以下のエントリをすべて、一字一句たがえずに打ち直してください。ただし、画像は回答に含めないでください。

■ **データセットのエントリ**:
________

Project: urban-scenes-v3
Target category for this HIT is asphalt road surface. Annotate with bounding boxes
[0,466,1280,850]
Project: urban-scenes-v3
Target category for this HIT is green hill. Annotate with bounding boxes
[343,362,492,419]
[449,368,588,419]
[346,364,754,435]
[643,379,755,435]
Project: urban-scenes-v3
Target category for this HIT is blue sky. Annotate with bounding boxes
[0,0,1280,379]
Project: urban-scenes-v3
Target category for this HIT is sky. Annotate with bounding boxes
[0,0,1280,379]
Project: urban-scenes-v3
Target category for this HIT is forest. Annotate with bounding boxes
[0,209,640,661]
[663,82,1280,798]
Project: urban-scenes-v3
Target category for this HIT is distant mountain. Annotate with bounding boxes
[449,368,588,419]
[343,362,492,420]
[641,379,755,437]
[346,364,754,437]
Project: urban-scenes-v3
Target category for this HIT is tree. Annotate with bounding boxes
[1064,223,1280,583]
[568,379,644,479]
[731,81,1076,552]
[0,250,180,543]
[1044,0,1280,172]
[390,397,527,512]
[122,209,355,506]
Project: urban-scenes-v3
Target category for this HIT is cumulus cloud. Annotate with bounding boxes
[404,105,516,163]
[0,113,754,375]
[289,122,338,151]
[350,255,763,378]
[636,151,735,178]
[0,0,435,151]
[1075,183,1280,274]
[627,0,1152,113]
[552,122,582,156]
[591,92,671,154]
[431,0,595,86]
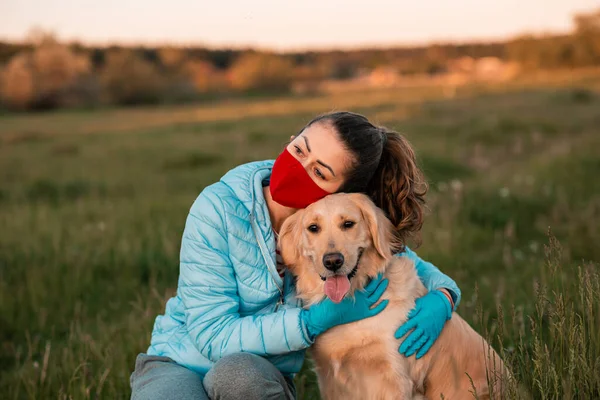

________

■ **完全な出力**:
Project: urban-scenes-v3
Target category for this HIT is asphalt road surface. Annotate with bounding boxes
[0,466,1280,850]
Project: urban-scenes-v3
Target category for this HIT is green hill. Annotate with bounding boxes
[343,362,492,419]
[449,368,588,419]
[346,364,754,435]
[643,379,755,435]
Project: urban-scenes-v3
Target category for this HIT is blue sky. Annotate with bounding boxes
[0,0,1280,379]
Project: urban-scenes-v3
Target category for this HIT is sky. Annotate with bounding boxes
[0,0,1280,379]
Project: urban-scenes-v3
Target category for this HIT is forest. Annotate with bounding boxes
[0,209,640,661]
[663,82,1280,798]
Project: urban-scenes-v3
Target category for this HIT is distant mountain. Annotate with bounding boxes
[449,368,588,419]
[343,362,492,420]
[641,379,755,437]
[346,364,754,437]
Project: urban-scenes-v3
Target category for this HIT is tree. Annotate with bounding boxes
[1064,223,1280,583]
[568,379,644,479]
[731,81,1076,552]
[0,250,180,543]
[1044,0,1280,172]
[390,397,527,512]
[122,209,355,506]
Project: urban-scenes-v3
Target category for this HIT is cumulus cloud. Annotate with bounding boxes
[404,105,516,163]
[0,113,754,375]
[289,122,338,151]
[350,255,763,378]
[636,151,735,178]
[0,0,435,151]
[1075,183,1280,274]
[627,0,1152,113]
[552,122,582,156]
[591,92,671,154]
[431,0,595,86]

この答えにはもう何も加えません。